■ **TASK TO COMPLETE**
Quote the records word for word, from their first line up to and including the line that contains "Provide the mask of the camera operator.".

■ **DATA ENTRIES**

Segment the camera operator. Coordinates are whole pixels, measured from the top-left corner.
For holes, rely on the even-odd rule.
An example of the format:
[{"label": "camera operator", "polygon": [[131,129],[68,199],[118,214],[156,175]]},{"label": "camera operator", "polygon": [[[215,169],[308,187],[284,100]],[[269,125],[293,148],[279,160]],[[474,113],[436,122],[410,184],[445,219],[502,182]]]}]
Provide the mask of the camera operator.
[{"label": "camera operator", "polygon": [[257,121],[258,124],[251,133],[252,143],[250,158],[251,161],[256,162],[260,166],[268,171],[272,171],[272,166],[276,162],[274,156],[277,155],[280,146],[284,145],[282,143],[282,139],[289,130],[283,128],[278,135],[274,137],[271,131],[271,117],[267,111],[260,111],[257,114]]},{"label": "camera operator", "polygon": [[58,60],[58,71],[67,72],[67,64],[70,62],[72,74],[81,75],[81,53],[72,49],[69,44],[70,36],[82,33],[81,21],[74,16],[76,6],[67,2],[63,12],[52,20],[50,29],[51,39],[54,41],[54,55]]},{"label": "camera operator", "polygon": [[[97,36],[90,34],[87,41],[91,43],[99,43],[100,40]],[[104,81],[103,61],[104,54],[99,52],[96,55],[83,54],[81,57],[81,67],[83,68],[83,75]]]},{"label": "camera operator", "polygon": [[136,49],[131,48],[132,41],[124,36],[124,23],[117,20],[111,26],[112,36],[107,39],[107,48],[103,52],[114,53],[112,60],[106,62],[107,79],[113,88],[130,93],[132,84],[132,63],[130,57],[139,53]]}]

■ **RESPONSE TO THE EXERCISE**
Segment the camera operator. Coordinates are whole pixels, measured from the top-left corner.
For holes, rely on the even-odd rule.
An example of the format:
[{"label": "camera operator", "polygon": [[131,129],[68,199],[118,214],[156,175]]},{"label": "camera operator", "polygon": [[[215,169],[308,187],[284,100]],[[269,125],[293,148],[279,160]],[[474,113],[436,122],[410,184],[445,219],[502,182]]]}]
Provide the mask of the camera operator.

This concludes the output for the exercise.